** Listed entries **

<<<<

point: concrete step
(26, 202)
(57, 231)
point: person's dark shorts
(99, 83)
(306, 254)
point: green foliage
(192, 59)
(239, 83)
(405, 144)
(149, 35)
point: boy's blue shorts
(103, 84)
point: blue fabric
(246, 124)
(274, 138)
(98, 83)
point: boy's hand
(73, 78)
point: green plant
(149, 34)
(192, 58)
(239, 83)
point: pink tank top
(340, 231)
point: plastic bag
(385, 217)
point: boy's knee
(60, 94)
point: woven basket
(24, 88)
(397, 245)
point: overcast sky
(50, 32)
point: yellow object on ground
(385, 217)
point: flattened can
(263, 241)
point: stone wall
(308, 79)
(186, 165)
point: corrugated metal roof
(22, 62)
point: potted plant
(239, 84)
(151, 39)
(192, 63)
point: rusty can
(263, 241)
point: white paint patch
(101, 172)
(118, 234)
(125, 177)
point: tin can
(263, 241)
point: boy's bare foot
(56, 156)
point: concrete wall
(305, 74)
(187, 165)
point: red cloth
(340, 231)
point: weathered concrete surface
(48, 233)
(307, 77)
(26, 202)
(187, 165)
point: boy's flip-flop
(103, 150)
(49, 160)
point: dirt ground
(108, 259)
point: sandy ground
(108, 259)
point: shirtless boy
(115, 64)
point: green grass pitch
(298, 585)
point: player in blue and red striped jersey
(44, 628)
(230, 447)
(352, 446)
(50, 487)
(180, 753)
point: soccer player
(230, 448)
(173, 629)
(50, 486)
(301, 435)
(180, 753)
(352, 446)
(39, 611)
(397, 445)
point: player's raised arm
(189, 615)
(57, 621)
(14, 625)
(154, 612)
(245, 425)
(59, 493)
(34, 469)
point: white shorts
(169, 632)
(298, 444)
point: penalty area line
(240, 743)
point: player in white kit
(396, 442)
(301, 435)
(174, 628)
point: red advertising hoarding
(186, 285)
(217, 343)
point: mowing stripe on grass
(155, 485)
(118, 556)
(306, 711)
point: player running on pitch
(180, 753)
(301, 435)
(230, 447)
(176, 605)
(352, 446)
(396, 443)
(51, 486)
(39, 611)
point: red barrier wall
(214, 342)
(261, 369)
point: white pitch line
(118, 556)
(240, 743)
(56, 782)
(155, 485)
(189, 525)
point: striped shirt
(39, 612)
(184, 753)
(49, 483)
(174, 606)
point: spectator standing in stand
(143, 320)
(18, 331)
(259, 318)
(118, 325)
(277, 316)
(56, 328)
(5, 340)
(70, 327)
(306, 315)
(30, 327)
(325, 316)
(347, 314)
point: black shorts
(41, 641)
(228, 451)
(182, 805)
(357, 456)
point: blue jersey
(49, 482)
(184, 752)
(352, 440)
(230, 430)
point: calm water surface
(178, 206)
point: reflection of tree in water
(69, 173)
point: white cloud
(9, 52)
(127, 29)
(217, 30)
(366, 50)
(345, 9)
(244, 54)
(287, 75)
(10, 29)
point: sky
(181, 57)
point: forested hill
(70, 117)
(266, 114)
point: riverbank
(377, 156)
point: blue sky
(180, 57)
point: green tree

>>>>

** Exercise description **
Nothing but the lines from the one containing "point: shirtless boy" through the last line of the data above should be set down, word for word.

** Result of this exercise **
point: shirtless boy
(115, 64)
point: green grass pitch
(298, 585)
point: player in blue and red striped jersey
(44, 628)
(230, 447)
(352, 446)
(50, 487)
(180, 753)
point: soccer player
(230, 448)
(173, 629)
(50, 486)
(301, 435)
(180, 753)
(352, 446)
(39, 611)
(397, 445)
point: player's raised arm
(189, 615)
(57, 621)
(14, 625)
(154, 612)
(245, 425)
(59, 493)
(34, 469)
point: white shorts
(169, 632)
(298, 444)
point: penalty area line
(240, 743)
point: player in white kit
(396, 442)
(301, 435)
(174, 628)
point: red advertising hoarding
(186, 285)
(217, 343)
point: mowing stripe on grass
(155, 485)
(118, 556)
(306, 711)
point: player running on pitch
(180, 753)
(301, 435)
(230, 447)
(176, 605)
(352, 446)
(396, 443)
(51, 486)
(39, 611)
point: red barrier wall
(214, 342)
(261, 369)
point: white pitch line
(118, 556)
(240, 743)
(56, 782)
(155, 485)
(189, 525)
point: striped shirt
(39, 612)
(184, 753)
(49, 483)
(174, 606)
point: spectator standing in stand
(143, 320)
(18, 331)
(259, 318)
(118, 325)
(277, 316)
(56, 328)
(5, 340)
(70, 327)
(306, 315)
(30, 327)
(325, 316)
(347, 314)
point: black shorts
(41, 641)
(228, 451)
(182, 805)
(357, 456)
point: blue jersey
(49, 482)
(184, 752)
(352, 440)
(230, 430)
point: calm water surface
(178, 206)
point: reflection of tree in water
(69, 173)
point: white cloud
(9, 52)
(127, 29)
(217, 30)
(366, 50)
(345, 9)
(244, 54)
(287, 75)
(10, 29)
point: sky
(181, 57)
point: forested hill
(70, 117)
(266, 114)
point: riverbank
(377, 156)
point: blue sky
(180, 57)
point: green tree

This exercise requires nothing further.